Mal puede evaluarse a Allende como alguno de esos aventureros a quienes el poder llega como un billete de lotería premiado y que cuando lo pierden quedan sin razón alguna para vivir. No. La trayectoria del médico fue larga y meticulosa: cuatro candidaturas presidenciales, un estratégico posicionamiento como figura reconocida del stablishmen, porque antes había sido ministro y presidente del Senado.

Para entender la visión fatalista de Allende debemos hurgar en su biografía. Hay un episodio de la historia chilena que ejerció dramática influencia sobre el futuro presidente. Me refiero al brevísimo ejercicio socialista de 1932, encabezado por el Coronel Marmaduke Grove, quien en sólo doce días de gobierno se atrevió a establecer relaciones diplomáticas con la Unión Soviética y a decretar un conjunto de medidas revolucionarias a favor de los pobres. Entre éstas, la inmediata devolución de las prendas y útiles pignorados en las casas de empeño, la suspensión temporal de las obligaciones vencidas y la obligación para el sistema financiero de destinar un porcentaje de su capital para financiar pequeños y medianos empresarios.

[Datos registrados]
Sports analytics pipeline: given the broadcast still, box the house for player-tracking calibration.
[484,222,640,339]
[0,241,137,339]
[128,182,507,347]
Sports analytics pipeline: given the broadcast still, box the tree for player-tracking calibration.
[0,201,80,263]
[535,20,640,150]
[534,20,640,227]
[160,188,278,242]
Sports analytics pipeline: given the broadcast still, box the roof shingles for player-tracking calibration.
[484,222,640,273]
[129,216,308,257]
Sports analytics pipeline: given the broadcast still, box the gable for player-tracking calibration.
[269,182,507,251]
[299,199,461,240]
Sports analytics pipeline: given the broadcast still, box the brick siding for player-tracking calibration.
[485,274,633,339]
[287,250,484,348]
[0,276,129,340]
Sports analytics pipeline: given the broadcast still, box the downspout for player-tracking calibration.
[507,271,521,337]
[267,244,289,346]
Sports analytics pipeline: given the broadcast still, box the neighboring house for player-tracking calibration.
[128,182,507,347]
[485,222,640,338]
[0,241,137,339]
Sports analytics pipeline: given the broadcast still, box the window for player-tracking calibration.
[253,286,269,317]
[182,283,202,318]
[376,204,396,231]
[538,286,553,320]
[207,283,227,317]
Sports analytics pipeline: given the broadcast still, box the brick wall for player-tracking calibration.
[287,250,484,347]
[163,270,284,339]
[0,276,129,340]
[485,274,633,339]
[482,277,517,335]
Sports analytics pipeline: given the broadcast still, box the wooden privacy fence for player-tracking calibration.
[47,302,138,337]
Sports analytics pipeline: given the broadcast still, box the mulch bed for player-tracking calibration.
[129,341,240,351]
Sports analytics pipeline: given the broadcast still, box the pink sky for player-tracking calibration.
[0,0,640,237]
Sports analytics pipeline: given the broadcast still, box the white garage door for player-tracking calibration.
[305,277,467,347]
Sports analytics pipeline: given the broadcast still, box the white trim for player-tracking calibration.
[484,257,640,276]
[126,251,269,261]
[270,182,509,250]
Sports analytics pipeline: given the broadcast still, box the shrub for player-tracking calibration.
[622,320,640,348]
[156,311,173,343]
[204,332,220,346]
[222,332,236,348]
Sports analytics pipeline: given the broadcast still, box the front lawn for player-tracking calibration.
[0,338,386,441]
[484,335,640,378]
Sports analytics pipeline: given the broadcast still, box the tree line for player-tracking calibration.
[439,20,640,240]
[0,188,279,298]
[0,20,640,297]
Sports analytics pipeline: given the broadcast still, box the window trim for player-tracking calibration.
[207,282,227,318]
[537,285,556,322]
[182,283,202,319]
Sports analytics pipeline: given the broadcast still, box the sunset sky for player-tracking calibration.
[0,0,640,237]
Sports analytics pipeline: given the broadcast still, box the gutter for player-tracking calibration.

- _TAREA A_
¿Puedes reproducir de forma literal el pasaje del texto sobre Allende que va de "Para entender la" a "y medianos empresarios."?
- _TAREA B_
¿Cómo seguiría el texto sobre Allende? Continúalo a partir de su última oración.

- _RESULTADO A_
Para entender la visión fatalista de Allende debemos hurgar en su biografía. Hay un episodio de la historia chilena que ejerció dramática influencia sobre el futuro presidente. Me refiero al brevísimo ejercicio socialista de 1932, encabezado por el Coronel Marmaduke Grove, quien en sólo doce días de gobierno se atrevió a establecer relaciones diplomáticas con la Unión Soviética y a decretar un conjunto de medidas revolucionarias a favor de los pobres. Entre éstas, la inmediata devolución de las prendas y útiles pignorados en las casas de empeño, la suspensión temporal de las obligaciones vencidas y la obligación para el sistema financiero de destinar un porcentaje de su capital para financiar pequeños y medianos empresarios.

- _RESULTADO B_
La reacción contra estas medidas resultó feroz. Caído Grove, todos sus colaboradores y notorios simpatizantes fueron perseguidos. Entre los detenidos estaba un joven estudiante de medicina llamado Salvador Allende, cuyo padre murió precisamente en esos días. Marmaduke Grove y Salvador Allende coincidirán después en la formación del Partido Socialista Chileno, una facción del cual le apoyaría para la presidencia en 1970.

En muchas formas, la larga agonía del gobierno de Allende fue la reanudación del vía crucis que pasaron los socialistas románticos en 1932. Aquella vez derogaron las medidas, proscribieron los grupos, apresaron a los dirigentes, pero imbuidos de su ideario siempre asumieron que todos los reveses formaban parte de su visión romántica y mesiánica de la lucha.

Entonces el Allende que llega al poder en 1970, se asume a sí mismo como la segunda parte de un experimento comenzado cuarenta años atrás. Tiene una visión destinista y fatalista sobre sí, de seguro que afianzada por su adscripción a la logia masónica.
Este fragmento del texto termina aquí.